Problem statement:
Word for word, restate every line from the one with "green foliage, the" through the end of the records below, both included, and add nothing.

Material for this task:
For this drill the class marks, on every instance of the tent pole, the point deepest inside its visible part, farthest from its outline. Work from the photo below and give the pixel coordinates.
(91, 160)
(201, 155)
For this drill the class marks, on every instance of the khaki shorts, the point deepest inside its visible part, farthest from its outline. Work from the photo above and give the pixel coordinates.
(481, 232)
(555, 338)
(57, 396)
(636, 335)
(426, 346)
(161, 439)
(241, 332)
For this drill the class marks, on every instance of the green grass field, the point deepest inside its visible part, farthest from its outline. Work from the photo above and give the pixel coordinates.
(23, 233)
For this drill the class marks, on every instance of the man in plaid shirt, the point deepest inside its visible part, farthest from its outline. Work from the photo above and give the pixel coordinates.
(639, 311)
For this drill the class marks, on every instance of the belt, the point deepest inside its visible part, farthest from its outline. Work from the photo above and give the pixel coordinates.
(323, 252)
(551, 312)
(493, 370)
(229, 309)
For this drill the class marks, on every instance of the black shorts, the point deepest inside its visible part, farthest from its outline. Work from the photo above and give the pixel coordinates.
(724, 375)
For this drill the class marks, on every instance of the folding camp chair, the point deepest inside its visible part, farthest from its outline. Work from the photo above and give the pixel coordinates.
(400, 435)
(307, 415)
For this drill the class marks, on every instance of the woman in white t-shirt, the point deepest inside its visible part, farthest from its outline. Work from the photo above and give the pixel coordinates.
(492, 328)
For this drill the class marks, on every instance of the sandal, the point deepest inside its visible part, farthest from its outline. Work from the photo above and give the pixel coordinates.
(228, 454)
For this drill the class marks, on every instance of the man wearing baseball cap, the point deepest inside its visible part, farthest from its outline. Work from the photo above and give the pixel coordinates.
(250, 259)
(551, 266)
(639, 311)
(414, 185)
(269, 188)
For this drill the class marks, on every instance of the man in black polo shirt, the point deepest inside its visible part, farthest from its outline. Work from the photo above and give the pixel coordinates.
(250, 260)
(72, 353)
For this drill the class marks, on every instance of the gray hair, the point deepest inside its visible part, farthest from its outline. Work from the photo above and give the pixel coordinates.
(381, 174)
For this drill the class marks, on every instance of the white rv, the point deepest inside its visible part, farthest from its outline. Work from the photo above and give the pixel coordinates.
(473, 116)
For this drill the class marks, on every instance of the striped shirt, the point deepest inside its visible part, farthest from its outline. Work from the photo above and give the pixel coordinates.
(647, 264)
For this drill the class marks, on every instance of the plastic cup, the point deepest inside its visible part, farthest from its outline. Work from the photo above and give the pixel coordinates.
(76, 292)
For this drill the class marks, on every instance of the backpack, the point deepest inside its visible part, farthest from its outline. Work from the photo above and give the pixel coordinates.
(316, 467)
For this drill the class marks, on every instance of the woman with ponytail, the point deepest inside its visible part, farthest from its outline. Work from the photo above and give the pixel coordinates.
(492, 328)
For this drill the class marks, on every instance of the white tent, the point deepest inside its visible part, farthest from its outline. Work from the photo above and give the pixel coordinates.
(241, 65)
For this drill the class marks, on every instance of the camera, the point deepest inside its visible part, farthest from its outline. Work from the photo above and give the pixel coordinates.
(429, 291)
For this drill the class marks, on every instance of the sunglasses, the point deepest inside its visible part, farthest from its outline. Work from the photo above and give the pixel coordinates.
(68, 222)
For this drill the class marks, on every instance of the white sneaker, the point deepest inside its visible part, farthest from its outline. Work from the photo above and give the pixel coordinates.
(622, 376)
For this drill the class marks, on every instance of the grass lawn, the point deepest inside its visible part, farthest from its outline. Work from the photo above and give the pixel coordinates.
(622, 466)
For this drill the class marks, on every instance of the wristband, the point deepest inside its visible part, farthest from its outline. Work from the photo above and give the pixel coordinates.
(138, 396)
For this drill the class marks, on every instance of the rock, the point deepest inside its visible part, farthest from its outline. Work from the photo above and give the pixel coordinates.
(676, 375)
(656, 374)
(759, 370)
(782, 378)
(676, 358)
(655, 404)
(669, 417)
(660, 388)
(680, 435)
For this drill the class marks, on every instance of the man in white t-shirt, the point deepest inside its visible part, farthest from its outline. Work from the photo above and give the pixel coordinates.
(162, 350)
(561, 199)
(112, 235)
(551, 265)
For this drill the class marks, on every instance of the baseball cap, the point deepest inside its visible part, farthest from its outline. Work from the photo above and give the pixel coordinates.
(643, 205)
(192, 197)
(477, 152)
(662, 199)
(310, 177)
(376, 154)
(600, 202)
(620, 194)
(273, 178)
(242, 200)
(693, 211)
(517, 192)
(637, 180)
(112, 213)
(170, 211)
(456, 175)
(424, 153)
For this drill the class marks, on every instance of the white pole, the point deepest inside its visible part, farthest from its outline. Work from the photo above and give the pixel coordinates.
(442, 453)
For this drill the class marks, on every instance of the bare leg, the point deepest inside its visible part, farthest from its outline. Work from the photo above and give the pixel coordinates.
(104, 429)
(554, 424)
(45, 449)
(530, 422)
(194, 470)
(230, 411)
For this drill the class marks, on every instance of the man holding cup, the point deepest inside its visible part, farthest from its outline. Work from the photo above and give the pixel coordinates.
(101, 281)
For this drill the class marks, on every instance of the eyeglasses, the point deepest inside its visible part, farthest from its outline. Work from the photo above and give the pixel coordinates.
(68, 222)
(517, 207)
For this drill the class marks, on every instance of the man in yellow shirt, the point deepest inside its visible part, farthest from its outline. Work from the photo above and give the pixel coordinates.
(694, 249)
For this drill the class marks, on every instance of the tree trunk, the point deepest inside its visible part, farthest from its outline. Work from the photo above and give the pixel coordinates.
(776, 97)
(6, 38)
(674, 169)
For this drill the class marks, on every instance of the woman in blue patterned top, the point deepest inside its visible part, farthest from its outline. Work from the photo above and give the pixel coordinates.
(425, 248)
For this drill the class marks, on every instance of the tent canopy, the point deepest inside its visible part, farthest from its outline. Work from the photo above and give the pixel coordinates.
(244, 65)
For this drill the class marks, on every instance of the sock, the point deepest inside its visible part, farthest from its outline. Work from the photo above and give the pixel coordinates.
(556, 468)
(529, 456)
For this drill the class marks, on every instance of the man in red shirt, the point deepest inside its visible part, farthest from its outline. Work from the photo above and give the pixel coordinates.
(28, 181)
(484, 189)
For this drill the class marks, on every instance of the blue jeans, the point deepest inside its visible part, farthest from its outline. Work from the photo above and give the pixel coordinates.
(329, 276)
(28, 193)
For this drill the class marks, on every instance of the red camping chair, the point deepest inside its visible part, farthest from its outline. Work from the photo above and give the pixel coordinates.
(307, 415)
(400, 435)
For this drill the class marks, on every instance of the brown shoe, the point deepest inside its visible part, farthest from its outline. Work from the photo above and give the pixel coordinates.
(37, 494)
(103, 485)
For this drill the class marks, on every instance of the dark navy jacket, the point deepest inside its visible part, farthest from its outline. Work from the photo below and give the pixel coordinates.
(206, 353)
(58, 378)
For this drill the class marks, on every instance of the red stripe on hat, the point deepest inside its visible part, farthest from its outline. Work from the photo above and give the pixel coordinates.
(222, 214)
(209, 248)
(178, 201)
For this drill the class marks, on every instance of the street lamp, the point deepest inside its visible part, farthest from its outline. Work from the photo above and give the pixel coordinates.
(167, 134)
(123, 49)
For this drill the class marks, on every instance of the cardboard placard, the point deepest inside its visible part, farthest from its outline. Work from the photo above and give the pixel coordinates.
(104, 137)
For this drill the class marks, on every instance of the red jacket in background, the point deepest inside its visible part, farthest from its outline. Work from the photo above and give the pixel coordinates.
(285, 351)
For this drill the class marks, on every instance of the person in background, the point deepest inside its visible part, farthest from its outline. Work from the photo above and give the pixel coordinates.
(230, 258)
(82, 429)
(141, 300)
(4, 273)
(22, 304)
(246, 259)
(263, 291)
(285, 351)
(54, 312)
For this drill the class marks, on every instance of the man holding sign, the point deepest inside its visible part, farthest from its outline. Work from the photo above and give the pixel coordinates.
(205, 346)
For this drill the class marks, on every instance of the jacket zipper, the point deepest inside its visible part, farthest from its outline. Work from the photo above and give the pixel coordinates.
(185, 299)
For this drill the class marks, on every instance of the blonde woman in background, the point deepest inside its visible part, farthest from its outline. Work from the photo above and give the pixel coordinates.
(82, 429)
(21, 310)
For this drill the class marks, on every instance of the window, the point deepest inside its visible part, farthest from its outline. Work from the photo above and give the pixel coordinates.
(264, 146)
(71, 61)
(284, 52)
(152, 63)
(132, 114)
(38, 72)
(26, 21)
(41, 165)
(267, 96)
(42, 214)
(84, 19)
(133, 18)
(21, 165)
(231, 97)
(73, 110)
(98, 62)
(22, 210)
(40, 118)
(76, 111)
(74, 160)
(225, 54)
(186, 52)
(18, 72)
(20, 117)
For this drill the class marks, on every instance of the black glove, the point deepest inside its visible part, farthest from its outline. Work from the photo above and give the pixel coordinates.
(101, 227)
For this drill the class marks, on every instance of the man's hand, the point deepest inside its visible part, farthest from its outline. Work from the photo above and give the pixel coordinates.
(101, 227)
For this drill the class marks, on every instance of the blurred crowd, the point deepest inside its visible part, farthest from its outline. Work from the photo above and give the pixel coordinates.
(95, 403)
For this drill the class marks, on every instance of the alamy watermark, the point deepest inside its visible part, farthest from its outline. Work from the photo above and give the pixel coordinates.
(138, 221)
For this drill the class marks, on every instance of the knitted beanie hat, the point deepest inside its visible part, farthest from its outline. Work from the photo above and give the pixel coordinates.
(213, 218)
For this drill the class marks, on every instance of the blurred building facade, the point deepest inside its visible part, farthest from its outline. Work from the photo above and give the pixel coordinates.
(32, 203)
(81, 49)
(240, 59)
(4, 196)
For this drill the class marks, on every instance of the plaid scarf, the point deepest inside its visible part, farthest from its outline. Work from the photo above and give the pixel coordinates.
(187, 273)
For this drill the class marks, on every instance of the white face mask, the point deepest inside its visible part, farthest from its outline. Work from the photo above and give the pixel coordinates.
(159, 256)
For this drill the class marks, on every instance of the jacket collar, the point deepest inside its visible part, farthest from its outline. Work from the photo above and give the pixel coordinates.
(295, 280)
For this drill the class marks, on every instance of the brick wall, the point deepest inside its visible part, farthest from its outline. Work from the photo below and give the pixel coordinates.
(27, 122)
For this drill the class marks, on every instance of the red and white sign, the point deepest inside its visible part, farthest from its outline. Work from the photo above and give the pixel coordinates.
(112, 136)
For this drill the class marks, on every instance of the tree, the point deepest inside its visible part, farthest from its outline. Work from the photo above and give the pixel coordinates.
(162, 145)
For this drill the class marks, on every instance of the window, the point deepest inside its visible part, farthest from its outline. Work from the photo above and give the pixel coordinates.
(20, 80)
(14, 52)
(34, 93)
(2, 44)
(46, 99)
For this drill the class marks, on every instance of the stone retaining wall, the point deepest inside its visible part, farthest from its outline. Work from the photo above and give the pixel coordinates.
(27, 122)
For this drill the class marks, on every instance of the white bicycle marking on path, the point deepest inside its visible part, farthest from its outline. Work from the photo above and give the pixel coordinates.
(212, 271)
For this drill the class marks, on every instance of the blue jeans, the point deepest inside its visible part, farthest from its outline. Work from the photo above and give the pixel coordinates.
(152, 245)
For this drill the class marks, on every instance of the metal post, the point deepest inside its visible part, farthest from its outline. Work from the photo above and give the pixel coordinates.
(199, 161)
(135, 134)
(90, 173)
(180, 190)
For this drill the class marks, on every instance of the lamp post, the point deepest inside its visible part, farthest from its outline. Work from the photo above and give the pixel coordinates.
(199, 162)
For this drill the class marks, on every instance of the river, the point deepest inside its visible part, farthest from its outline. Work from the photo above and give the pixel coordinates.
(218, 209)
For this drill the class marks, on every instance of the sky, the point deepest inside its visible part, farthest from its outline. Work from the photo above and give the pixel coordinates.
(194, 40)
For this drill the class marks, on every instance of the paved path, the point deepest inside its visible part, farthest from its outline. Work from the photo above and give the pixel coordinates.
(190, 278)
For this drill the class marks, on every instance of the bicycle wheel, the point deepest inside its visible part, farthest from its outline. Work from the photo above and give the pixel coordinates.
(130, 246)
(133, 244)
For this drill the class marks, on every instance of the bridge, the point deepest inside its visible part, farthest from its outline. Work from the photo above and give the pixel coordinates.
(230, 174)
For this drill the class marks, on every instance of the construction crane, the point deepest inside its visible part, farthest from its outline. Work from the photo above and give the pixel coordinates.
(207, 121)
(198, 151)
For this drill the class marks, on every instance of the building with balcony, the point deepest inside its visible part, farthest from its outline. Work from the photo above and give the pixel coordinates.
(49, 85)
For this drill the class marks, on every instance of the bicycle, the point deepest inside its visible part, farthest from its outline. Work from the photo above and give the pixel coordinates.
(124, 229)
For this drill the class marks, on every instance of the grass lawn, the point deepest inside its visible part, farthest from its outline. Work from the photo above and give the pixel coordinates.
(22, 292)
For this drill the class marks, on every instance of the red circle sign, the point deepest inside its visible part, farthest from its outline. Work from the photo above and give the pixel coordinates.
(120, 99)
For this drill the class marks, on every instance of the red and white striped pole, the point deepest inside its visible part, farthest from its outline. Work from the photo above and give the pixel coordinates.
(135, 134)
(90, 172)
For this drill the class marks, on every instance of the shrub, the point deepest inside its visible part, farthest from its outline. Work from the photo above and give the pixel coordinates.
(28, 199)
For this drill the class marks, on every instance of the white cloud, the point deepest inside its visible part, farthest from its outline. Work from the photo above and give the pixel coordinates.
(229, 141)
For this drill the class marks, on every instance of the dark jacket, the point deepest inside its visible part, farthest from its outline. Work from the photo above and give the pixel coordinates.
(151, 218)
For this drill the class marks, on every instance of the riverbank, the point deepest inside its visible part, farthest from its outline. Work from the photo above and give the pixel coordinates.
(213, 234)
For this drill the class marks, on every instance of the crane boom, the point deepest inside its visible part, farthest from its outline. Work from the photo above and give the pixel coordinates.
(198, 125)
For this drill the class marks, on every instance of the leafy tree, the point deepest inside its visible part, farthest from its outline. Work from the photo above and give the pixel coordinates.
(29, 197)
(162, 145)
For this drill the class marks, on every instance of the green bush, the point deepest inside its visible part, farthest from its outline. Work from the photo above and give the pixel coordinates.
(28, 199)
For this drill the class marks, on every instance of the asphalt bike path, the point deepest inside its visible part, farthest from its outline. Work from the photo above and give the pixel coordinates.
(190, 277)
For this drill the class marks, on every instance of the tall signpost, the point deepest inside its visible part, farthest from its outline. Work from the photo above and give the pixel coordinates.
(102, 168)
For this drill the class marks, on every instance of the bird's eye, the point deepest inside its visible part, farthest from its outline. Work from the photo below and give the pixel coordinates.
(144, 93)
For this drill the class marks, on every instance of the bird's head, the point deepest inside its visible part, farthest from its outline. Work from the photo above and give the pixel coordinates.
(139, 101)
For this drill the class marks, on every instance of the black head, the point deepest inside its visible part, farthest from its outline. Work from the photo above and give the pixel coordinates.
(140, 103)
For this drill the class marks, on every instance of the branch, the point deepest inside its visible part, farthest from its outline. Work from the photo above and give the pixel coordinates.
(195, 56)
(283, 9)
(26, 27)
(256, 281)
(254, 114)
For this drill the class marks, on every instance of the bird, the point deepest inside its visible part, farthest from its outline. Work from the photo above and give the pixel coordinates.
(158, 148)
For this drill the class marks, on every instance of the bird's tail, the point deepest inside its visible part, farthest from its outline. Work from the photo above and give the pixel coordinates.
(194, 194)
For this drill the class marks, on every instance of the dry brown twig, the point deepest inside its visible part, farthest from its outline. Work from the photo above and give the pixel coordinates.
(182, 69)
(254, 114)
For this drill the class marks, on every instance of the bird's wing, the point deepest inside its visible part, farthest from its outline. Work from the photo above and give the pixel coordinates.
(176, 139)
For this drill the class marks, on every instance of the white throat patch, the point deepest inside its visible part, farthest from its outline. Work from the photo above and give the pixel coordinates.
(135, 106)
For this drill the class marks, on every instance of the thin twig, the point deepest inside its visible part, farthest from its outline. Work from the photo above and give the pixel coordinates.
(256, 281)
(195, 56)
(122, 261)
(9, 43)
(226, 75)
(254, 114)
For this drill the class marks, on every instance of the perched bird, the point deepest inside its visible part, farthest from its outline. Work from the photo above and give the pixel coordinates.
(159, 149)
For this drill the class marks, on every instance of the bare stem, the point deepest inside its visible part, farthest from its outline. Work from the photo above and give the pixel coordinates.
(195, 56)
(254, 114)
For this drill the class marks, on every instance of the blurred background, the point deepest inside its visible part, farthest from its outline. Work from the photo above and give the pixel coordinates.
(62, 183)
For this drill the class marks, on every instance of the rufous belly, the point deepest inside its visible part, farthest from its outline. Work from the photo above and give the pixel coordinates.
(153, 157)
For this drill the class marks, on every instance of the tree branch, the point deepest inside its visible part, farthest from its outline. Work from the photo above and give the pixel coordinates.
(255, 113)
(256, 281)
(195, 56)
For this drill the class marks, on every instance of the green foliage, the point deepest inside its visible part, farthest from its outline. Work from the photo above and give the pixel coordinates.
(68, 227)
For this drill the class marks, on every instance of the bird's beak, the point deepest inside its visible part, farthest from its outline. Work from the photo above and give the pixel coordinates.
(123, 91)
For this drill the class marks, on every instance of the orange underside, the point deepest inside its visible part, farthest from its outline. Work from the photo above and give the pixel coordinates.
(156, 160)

Solution to this task:
For this drill the class marks, on every instance of the green foliage, the point deepest inside its visible part, farthest from its outline. Work from the photo above and give the pixel coordinates.
(68, 227)
For this drill the class marks, on every instance of the bird's beak, the point deepest inside its visible part, farthest from its outline. Work from the photo above and give the pixel coordinates.
(123, 91)
For this drill the class marks, on every instance of the orange underside, the point deepest inside its visible part, farthest from its outline. Work from the photo above and give the pixel coordinates.
(156, 160)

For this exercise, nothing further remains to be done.